**Given records:**
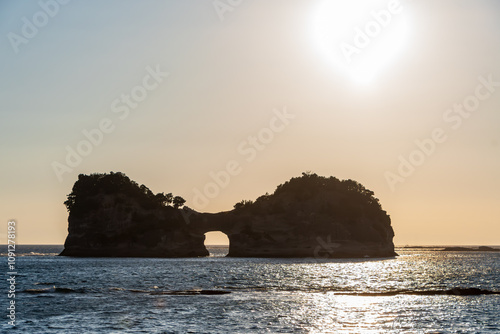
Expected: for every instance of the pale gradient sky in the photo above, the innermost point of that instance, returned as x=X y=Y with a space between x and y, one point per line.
x=228 y=78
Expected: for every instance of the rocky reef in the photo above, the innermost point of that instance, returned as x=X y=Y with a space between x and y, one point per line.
x=308 y=216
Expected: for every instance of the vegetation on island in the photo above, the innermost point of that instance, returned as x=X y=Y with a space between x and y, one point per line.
x=83 y=195
x=341 y=198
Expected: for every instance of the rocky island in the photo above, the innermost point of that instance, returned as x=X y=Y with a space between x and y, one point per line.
x=308 y=216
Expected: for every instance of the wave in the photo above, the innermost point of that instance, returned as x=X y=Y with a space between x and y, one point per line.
x=453 y=291
x=458 y=291
x=54 y=289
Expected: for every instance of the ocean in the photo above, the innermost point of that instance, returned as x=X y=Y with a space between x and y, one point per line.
x=420 y=291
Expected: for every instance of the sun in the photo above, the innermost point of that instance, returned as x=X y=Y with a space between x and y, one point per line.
x=361 y=38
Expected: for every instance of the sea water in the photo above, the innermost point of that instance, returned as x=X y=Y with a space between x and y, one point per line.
x=253 y=295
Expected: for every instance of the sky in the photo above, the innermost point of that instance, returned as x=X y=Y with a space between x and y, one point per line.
x=220 y=101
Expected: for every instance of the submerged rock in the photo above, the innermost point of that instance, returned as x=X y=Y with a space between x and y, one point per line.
x=308 y=216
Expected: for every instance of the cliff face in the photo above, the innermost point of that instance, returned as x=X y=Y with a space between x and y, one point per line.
x=121 y=219
x=310 y=216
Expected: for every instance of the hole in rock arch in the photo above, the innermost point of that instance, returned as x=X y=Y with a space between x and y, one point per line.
x=217 y=243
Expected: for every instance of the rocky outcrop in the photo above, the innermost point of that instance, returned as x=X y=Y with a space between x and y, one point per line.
x=309 y=216
x=112 y=216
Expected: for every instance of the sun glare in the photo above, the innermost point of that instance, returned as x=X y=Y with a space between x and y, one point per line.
x=361 y=38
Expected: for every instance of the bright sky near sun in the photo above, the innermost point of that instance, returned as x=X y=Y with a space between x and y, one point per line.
x=219 y=101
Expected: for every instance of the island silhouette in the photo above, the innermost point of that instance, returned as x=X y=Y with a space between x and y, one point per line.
x=111 y=215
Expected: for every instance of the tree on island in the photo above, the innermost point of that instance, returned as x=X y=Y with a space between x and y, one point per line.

**Requirement:**
Quote word for word the lines starting at the one that contains "Expected: for every instance of the rocky island" and ending at the one that contains "x=112 y=216".

**Exercise answer:**
Expected: for every instance of the rocky island in the photo above, the innermost point of that instance, returned as x=X y=Y with a space between x and y, one point per line.
x=308 y=216
Expected: for every instance of the wave in the photo above, the innermost point of that instance, returned as x=X y=Y with a space between x and y, one point per line.
x=453 y=291
x=458 y=291
x=54 y=289
Expected: for every instance of the ocean in the photo above, the innermost point of that instance, returned as x=X y=Y with a space between x and y, one point per line.
x=420 y=291
Expected: for every instance of the sun in the photo above, the innermost point of that instance, returned as x=X y=Y with a space between x and y, one point per line.
x=361 y=38
Expected: for every instance of the sea water in the photo above, the innermost point of that instance, returned as x=X y=Y with a space between x and y, one point per line.
x=253 y=295
Expected: for every instance of the sky in the photo above, the innermost point of that instance, returned as x=X y=Y with a space between x and y, one point per line.
x=220 y=101
Expected: for every instance of the submerged rock in the photo above, the innermost point of that instance, returned as x=X y=Y with a space between x and y, one point per line.
x=308 y=216
Expected: for every instance of the cliff face in the photo above, the innermost point of that instance, returned as x=X y=Y with a space between x and y, one point per line.
x=121 y=219
x=310 y=216
Expected: for every instance of the hole in rock arch in the photo above, the innermost point of that instance, returned as x=X y=Y with a space between x and y, one point per line.
x=217 y=243
Expected: for every instance of the rocky outcrop in the photo above, the innermost point of that instance, returned as x=X y=Y with a space between x and y, one point per line.
x=309 y=216
x=112 y=216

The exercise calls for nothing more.